Segmentation labeling items
++++++++++++++++++++

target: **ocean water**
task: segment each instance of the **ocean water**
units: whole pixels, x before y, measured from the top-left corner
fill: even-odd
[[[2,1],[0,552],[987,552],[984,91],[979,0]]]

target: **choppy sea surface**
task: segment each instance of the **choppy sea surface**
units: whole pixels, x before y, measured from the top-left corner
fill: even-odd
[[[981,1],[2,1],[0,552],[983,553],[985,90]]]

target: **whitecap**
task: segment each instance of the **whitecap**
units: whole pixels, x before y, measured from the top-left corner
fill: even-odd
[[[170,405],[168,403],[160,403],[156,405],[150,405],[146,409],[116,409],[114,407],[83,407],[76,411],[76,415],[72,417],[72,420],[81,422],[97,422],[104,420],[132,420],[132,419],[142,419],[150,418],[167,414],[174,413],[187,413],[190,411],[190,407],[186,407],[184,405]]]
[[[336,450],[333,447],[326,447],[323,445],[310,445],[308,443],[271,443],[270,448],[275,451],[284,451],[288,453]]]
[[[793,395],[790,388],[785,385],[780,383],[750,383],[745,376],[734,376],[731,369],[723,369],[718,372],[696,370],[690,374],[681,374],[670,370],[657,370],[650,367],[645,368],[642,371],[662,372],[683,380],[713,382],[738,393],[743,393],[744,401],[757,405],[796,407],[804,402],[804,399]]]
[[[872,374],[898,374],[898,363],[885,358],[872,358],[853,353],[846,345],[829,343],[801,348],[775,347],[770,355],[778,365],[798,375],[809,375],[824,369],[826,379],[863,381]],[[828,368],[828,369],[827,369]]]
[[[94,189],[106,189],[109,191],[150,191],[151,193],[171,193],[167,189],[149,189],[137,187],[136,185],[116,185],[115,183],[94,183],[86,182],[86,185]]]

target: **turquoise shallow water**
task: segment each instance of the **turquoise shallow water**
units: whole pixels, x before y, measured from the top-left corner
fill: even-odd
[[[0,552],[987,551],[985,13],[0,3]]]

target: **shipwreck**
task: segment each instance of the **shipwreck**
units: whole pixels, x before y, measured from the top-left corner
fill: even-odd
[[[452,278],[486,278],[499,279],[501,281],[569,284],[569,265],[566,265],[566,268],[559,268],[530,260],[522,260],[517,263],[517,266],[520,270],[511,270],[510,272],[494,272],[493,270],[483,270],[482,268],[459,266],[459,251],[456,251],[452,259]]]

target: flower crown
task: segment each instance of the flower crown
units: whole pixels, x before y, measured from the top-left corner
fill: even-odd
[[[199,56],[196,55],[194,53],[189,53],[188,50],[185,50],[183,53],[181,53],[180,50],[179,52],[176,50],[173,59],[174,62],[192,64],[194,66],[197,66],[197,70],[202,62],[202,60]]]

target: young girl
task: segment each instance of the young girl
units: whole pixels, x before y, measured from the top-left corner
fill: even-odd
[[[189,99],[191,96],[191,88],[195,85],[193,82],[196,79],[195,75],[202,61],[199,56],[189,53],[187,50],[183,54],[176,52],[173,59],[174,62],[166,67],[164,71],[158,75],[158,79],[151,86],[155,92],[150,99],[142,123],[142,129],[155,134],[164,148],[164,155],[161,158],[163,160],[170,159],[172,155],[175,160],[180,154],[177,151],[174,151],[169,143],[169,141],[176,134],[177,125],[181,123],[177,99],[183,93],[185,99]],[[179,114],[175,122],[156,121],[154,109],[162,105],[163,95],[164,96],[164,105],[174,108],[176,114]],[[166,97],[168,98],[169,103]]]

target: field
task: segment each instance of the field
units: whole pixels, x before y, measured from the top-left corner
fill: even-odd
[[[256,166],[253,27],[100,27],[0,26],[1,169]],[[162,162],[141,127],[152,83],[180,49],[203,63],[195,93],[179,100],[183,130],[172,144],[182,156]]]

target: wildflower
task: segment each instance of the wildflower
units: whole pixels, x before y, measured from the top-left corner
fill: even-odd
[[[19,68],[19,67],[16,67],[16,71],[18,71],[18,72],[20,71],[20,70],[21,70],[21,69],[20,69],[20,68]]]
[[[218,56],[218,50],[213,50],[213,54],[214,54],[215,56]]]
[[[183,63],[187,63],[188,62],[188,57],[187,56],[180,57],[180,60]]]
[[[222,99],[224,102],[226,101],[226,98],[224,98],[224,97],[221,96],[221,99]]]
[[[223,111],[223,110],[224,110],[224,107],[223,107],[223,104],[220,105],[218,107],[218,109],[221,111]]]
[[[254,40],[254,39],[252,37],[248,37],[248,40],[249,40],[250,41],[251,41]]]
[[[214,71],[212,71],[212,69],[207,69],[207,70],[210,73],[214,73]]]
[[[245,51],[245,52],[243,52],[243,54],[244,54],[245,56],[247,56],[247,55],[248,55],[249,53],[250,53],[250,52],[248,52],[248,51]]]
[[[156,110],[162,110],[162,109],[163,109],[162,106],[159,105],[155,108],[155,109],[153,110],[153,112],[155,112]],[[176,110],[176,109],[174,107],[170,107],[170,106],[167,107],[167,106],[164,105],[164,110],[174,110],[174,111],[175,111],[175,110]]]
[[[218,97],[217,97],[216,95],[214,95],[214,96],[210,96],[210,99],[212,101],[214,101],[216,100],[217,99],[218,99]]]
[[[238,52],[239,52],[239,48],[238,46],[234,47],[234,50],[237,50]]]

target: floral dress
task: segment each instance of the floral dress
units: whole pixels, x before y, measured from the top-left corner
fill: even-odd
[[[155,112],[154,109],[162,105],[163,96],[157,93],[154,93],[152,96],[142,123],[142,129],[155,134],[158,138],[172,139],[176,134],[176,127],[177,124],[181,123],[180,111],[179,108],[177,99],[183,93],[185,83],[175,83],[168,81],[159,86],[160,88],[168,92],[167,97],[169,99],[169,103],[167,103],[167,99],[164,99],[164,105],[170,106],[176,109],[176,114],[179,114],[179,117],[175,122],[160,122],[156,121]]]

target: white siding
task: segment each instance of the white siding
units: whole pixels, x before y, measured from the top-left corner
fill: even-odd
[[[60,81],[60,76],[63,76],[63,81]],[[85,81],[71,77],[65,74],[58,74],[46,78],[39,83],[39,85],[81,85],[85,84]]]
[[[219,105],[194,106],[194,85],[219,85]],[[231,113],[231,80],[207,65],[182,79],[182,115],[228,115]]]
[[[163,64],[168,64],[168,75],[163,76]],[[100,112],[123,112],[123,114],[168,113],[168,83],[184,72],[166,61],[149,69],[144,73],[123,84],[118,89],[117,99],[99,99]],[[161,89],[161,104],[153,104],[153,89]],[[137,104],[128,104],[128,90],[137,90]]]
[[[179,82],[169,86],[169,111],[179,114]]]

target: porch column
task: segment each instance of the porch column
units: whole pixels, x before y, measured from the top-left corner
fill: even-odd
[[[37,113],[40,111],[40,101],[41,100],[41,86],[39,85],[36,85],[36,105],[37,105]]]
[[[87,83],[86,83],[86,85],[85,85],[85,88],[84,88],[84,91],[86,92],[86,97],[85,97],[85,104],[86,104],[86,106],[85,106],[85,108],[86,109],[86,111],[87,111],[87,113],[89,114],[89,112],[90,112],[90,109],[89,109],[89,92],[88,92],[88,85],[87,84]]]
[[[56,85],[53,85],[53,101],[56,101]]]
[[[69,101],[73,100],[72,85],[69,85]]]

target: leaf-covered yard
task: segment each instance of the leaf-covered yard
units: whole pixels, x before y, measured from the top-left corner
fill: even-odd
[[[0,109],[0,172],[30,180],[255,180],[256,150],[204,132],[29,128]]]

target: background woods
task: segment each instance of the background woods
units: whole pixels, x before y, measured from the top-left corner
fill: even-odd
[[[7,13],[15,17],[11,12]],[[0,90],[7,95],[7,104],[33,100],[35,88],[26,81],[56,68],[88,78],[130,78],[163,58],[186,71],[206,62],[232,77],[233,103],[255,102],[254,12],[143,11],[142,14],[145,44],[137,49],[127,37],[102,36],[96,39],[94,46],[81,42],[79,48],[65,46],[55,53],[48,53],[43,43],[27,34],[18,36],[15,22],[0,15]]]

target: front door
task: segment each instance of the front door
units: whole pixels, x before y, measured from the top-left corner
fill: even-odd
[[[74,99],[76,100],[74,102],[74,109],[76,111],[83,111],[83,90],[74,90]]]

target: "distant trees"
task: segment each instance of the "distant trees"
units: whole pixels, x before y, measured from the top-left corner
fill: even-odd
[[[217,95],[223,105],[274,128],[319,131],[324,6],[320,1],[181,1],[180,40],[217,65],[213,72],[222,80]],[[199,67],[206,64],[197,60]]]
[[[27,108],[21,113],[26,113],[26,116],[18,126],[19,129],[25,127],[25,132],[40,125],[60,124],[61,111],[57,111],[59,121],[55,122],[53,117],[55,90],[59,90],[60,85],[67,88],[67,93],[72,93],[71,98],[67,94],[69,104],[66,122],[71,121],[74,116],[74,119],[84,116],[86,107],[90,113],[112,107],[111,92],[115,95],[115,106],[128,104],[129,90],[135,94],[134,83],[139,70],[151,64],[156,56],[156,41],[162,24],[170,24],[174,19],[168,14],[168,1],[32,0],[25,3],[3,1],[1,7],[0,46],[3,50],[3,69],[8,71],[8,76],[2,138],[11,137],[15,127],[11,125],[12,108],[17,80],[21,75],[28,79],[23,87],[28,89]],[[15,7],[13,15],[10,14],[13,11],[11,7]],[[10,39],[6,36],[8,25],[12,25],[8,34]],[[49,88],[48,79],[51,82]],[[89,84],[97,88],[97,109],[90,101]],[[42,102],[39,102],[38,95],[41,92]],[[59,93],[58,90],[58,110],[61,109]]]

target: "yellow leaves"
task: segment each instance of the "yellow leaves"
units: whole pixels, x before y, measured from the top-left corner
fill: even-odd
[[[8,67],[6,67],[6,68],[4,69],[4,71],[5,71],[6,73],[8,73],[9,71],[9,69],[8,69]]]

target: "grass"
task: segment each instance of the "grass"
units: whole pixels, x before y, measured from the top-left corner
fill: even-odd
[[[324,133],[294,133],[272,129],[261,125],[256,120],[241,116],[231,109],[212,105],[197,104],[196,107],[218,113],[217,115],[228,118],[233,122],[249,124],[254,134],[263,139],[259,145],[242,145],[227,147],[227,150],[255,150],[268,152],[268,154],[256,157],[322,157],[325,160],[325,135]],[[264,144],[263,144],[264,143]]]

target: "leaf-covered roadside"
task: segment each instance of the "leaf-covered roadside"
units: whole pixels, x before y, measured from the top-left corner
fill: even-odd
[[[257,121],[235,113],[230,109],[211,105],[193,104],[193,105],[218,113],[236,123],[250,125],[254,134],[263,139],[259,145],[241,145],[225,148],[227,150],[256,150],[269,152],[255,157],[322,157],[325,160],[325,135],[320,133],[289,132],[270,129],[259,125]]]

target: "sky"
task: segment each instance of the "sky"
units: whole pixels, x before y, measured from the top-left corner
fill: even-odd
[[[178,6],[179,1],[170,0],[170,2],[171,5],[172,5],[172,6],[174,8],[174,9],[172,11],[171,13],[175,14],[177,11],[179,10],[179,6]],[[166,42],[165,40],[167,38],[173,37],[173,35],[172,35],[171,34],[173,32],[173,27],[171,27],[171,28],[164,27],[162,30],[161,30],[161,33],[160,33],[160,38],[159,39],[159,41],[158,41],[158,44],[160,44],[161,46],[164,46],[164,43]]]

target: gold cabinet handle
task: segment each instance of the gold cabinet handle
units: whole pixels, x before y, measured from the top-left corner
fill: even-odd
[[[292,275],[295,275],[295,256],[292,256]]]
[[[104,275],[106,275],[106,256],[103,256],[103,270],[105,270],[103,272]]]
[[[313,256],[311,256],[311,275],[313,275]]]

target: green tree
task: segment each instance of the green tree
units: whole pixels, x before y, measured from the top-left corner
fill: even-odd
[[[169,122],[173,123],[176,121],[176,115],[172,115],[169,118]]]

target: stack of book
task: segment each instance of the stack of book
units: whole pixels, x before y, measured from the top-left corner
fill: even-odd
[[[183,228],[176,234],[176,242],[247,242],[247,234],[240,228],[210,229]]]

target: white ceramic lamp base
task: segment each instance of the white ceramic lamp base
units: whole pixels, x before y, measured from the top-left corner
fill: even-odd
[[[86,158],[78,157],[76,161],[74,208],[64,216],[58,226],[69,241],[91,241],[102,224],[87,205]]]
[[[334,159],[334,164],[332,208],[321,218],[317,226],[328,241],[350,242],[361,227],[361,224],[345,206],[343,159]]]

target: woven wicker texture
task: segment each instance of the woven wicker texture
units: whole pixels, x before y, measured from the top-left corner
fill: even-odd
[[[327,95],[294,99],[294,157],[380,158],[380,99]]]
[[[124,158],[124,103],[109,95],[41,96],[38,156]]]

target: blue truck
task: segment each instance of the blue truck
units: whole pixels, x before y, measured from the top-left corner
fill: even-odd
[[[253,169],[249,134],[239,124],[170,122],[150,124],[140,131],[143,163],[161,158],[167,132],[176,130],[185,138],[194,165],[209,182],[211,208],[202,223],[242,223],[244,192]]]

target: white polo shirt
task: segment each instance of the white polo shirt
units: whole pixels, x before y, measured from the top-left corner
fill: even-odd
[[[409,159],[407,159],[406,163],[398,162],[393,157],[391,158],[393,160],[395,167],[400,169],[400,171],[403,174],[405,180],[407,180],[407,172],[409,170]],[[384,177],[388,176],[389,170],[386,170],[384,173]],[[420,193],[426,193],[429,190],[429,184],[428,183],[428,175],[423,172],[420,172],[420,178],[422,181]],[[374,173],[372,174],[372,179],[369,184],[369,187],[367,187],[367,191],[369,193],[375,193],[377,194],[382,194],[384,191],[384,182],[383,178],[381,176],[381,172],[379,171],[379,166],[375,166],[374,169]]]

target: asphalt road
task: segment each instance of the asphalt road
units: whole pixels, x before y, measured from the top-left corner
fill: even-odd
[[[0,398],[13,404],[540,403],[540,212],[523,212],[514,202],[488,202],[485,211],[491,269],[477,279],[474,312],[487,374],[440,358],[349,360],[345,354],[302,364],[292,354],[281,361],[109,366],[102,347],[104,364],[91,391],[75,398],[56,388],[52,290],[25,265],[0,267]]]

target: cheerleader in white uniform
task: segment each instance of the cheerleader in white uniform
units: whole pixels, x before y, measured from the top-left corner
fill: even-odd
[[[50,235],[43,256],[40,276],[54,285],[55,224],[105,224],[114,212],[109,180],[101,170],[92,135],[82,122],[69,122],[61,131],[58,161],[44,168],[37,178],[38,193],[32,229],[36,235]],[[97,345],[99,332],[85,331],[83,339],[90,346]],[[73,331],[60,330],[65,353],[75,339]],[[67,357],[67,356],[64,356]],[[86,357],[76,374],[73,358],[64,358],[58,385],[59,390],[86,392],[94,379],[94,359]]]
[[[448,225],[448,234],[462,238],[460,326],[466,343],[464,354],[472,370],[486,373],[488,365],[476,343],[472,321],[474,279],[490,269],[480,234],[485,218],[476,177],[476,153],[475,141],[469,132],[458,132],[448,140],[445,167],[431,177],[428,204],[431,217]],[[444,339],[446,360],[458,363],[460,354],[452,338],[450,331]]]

++++++++++++++++++++

▶ **Short exercise**: Revise the material from its start through the line containing "[[[2,1],[0,552],[987,552],[984,91],[979,0]]]", replacing "ocean water" with "seawater" and leaving everything else unchanged.

▶ **Answer below**:
target: **seawater**
task: segment each instance of the **seawater**
units: whole pixels, x before y, measured from the top-left corner
fill: even-odd
[[[2,1],[0,552],[987,552],[984,91],[979,0]]]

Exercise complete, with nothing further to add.